### Stated task
In the forum thread about NX 1600 parts, why does sno assume that most Sentra parts will fit the NX? Answer in one to three sentences.

-- START Text to read --

# Lack of any parts for a NX 1600



## Guest (Mar 23, 2003)

Can anyone tell me all the few websites where you can get parts for mods for an NX. I can never seem to find much. Anything would be a great start


----------



## sno (Oct 4, 2002)

well it's a b13 chasis so i assume that most of the sentra parts will fit. and you have a ga16 so you can find parts for that. i know they have eibach kits and agx's for the nx1600. try searching on google or maybe ebay. 

ps: why does this thread have 5 stars?


----------



## Guest (Mar 23, 2003)

yeah sorry about the 5 stars i don't really know what i did. But yeah i checked into that a little and i did find some things that were of interest but not much. And the other problem was that there is nothing really for the exterior of the NX. including things like headlight cover, Altezza tails, Body kits there just isnt much i have found. But thanks for ur response


----------



## Sentra_Industies (Oct 31, 2002)

You have a B13, thus theres not much out there. A B13-er is not your average enthusiest/tuner. They dont go for the glitz of Altezzas. 

To be a B13-er your motto must be "DIY- Do It Yourself"

Welcome.

-- END Text to read --
-- START Information supplied --

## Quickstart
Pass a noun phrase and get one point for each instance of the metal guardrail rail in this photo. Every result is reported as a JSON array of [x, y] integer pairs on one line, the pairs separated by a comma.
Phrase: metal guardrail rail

-- END Information supplied --

### Written solution
sno assumes most Sentra parts will fit because the NX is a B13 chassis.